- RECORDS FOR PROCESSING -
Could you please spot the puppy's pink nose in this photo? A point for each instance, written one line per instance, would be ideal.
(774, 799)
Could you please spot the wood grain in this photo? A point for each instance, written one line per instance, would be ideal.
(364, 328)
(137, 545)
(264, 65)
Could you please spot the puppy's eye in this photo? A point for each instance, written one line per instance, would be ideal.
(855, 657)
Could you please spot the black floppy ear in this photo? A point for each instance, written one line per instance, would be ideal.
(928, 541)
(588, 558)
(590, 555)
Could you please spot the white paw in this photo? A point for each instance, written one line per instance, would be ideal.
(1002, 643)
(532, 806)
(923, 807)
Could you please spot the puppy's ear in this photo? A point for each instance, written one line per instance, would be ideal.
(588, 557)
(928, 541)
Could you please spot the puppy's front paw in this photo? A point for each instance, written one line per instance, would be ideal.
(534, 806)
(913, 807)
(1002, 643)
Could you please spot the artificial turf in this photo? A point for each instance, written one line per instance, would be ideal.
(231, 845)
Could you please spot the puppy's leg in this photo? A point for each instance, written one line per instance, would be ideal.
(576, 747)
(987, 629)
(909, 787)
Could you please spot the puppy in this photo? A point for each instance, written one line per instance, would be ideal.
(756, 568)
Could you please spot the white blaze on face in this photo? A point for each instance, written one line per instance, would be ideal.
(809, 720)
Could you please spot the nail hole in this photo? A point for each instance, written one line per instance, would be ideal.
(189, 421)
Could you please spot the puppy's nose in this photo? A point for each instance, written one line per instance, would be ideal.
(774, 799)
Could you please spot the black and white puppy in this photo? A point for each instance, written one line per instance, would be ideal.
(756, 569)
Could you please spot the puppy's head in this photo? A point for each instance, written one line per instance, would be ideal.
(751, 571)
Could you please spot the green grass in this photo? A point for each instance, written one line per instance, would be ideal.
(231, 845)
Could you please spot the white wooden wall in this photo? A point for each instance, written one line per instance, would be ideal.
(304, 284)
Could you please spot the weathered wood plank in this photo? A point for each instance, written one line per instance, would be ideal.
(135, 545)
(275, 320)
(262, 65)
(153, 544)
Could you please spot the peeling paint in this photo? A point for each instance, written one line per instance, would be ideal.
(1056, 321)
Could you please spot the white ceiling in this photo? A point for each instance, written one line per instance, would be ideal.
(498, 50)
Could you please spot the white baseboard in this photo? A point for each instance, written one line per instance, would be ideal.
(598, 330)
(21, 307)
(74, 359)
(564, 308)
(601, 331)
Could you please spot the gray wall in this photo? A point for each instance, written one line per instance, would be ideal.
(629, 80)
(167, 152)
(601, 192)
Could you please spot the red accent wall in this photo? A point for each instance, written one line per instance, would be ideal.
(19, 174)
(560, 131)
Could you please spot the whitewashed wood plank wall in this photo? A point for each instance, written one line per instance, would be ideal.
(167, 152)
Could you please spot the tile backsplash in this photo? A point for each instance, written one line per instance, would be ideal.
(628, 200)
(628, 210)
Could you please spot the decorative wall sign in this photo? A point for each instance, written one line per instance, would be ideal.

- WORK INSTRUCTION -
Each line above needs to be written out again exactly.

- EXERCISE RESULT -
Could you please spot the puppy's pink nose in this photo? A point for each instance, written one line per instance, would be ideal.
(774, 799)
Could you please spot the wood grain in this photo? A point for each instance, written one line per instance, would be ideal.
(364, 328)
(137, 545)
(264, 65)
Could you please spot the puppy's eye in this photo? A point for each instance, written one line per instance, would be ideal.
(855, 657)
Could you please spot the black floppy ear in this photo? A point for each instance, written one line per instance, would be ideal.
(928, 541)
(588, 558)
(590, 555)
Could you please spot the white paw in this photo? A point for each instance, written one line per instance, would be ideal.
(1002, 643)
(532, 806)
(923, 807)
Could you please spot the puppy's ear in this photo? A point for each instance, written one line per instance, would be ideal.
(588, 557)
(928, 541)
Could you please spot the puppy's front paw in this photo? A point for each instance, written one line per instance, would be ideal.
(534, 806)
(913, 807)
(1002, 643)
Could you please spot the artificial turf in this photo? A point for each instance, written one line per instance, would be ideal.
(231, 845)
Could you please spot the puppy's leg in this photo? A point for each instance, written one line per instance, would be ideal.
(576, 747)
(987, 629)
(909, 787)
Could you please spot the puppy in this photo? A point for each instance, written one line per instance, would be ideal.
(756, 568)
Could you please spot the white blaze on face in this photo? A point for each instance, written one line per instance, would be ideal.
(809, 720)
Could you please spot the nail hole in this photo? A point for each instance, written one line per instance, would be ideal.
(189, 421)
Could you please spot the puppy's nose in this photo? A point for each instance, written one line per instance, would be ideal.
(774, 799)
Could you please spot the black and white puppy in this photo? A point for each instance, written one line per instance, would be ideal.
(756, 569)
Could you please spot the puppy's head in this photo? A point for each instance, written one line per instance, would be ideal.
(751, 571)
Could you please spot the green grass in this photo? A point for each instance, written one line per instance, would be ideal.
(231, 845)
Could you please spot the white wooden wall in this photo? A point for each instance, written one line per instance, would be ideal.
(304, 284)
Could you please spot the weathered wood plank in this photo? A point for each instance, written one line per instance, would be ideal.
(135, 545)
(275, 320)
(262, 65)
(153, 544)
Could you please spot the peeling paint in this photo? A point for each instance, written one line per instance, would be ideal.
(1056, 321)
Could you please spot the white ceiling in this photo? A point for each instance, written one line per instance, would be ideal.
(498, 50)
Could you please spot the white baseboard in this photo? A point for each instance, written one line per instance, would be ideal.
(598, 330)
(21, 307)
(74, 359)
(564, 308)
(601, 331)
Could you please spot the gray wall in this photo? A point for each instance, written one line per instance, would be ideal.
(629, 80)
(167, 152)
(601, 192)
Could you please spot the red accent wall in this photo? A point for each instance, written one line per instance, would be ideal.
(19, 174)
(560, 131)
Could you please spot the whitewashed wood plank wall in this photo? A point for each instance, written one line per instance, would be ideal.
(167, 152)
Could you please spot the tile backsplash in this photo? A point for each instance, written one line per instance, would be ideal.
(628, 200)
(628, 210)
Could you please spot the decorative wall sign in this photo? A point for each instance, written one line per instance, would be ideal.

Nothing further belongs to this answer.